● SOURCE EXCERPT:
___

Introduction TensorFlow

Coding
Deep Learning
Python

17. November 2017

Sebastian Heinz

CEO

TensorFlow is currently one of the most important frameworks for programming neural networks, deep learning models, and other machine learning algorithms. It is based on a C++ low-level backend but is controlled via a Python library. TensorFlow can run on both CPUs and GPUs (including clusters). Recently, an R package has also been introduced, allowing users to utilize TensorFlow within R. TensorFlow is not a software designed for deep learning or data science beginners; rather, it is clearly aimed at experienced users with solid programming skills. However, Keras has been developed as a high-level API that simplifies working with TensorFlow by providing easier functions for implementing standard models quickly and efficiently. This is beneficial not only for deep learning beginners but also for experts who can use Keras to prototype their models more rapidly and efficiently.

The following article will explain the key elements and concepts of TensorFlow and illustrate them with a practical example. The focus will not be on the formal mathematical representation of neural network functionality but rather on the fundamental concepts and terminology of TensorFlow and their implementation in Python.

___

● RAW RECORDS:
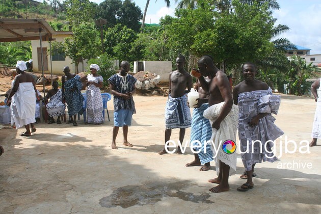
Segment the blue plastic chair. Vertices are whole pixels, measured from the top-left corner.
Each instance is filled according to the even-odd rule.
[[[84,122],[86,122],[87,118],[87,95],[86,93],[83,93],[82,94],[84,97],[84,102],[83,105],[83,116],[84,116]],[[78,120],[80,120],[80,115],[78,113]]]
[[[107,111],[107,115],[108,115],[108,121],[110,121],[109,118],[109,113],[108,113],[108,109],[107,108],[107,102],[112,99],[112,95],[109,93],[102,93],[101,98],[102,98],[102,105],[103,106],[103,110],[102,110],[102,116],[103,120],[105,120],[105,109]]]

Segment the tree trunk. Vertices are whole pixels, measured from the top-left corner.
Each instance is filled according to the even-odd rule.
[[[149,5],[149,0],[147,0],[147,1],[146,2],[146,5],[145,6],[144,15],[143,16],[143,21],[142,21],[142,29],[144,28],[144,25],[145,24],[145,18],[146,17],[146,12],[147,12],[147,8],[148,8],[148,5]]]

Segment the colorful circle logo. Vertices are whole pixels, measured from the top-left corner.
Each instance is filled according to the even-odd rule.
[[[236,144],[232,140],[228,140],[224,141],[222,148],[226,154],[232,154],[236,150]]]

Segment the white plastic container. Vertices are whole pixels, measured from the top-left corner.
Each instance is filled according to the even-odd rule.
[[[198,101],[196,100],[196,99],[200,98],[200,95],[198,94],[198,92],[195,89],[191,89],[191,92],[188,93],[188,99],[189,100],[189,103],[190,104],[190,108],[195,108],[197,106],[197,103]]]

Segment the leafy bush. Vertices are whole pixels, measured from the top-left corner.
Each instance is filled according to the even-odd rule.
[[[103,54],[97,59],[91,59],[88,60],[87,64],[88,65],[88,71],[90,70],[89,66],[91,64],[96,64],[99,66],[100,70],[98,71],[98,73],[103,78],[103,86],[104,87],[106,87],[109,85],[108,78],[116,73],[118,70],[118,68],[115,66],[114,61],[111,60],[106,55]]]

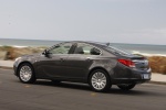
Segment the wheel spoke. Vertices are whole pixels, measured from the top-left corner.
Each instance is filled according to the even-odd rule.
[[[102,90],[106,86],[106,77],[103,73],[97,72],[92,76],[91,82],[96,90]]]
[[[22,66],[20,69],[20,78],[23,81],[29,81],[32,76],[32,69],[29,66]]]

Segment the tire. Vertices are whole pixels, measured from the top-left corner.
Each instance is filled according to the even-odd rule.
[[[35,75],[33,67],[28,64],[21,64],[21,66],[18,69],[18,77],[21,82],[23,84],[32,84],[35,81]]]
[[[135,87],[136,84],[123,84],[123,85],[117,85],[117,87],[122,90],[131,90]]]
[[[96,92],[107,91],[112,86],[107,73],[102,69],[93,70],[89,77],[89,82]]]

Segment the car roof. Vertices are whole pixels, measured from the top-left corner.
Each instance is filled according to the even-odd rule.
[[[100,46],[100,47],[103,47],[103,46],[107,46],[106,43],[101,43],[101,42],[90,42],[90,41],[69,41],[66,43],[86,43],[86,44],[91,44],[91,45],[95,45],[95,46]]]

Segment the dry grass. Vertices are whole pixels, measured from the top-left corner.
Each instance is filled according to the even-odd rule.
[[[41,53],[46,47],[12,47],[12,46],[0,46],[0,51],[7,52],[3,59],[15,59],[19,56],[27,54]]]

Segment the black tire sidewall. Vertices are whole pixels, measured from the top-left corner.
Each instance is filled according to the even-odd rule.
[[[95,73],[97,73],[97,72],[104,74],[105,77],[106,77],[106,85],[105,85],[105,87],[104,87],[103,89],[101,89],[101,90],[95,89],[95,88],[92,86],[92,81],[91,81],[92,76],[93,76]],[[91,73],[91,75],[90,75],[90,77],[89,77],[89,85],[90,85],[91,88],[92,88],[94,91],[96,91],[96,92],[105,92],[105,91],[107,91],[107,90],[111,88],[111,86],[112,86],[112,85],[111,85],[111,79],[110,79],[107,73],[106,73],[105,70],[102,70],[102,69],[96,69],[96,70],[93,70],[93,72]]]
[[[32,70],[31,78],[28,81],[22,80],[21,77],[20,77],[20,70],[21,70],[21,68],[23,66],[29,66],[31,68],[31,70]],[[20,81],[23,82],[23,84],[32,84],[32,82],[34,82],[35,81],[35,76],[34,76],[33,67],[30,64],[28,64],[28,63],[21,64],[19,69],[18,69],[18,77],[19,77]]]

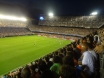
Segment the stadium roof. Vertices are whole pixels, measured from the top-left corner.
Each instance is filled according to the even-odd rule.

___

● TASK INSTRUCTIONS:
1) Name every programming language mentioned in the TensorFlow introduction.
2) In the TensorFlow introduction, what is TensorFlow's low-level backend based on?
3) Carry on writing the TensorFlow introduction from its final sentence.

● EXPECTED RESULTS:
1) C++, Python, R

2) C++

3)
Tensors

In its original meaning, a tensor described the absolute magnitude of so-called quaternions, complex numbers that extend the range of real numbers. However, this meaning is no longer commonly used today. Today, a tensor is understood as a generalization of scalars, vectors, and matrices. A two-dimensional tensor is essentially a matrix with rows and columns (i.e., two dimensions). In particular, higher-dimensional matrices are often referred to as tensors. However, the concept of a tensor is generally independent of the number of dimensions. Thus, a vector can be described as a one-dimensional tensor. In TensorFlow, tensors flow through what is known as the computation graph.

The Computation Graph

The fundamental functionality of TensorFlow is based on what is known as a computation graph. This refers to an abstract representation of the underlying mathematical problem in the form of a directed graph. The diagram consists of nodes and edges that connect them. The nodes in the graph represent data and mathematical operations in TensorFlow. By correctly connecting the nodes, a computation graph can be created that includes the necessary data and mathematical operations for constructing a neural network. The following example illustrates the basic functionality:

In the above illustration, two numbers are to be added. The two numbers are stored in the variables a and b. The variables flow through the graph until they reach the square box, where an addition is performed. The result of the addition is stored in the variable c. The variables a, b, and c can be understood as placeholders, called "placeholder" in TensorFlow. All numbers assigned to a and b are processed according to the same procedure. This abstract representation of the mathematical operations to be performed is the core of TensorFlow. The following code demonstrates the implementation of this simple example in Python:

# TensorFlow loading
import tensorflow as tf 

# Define a and b as placeholders 
a = tf.placeholder(dtype=tf.int8) 
b = tf.placeholder(dtype=tf.int8) 

# Define the addition 
c = tf.add(a, b) 

# Initialise the graph 
graph = tf.Session() 

# Execute the graph at the point c 
graph.run(c)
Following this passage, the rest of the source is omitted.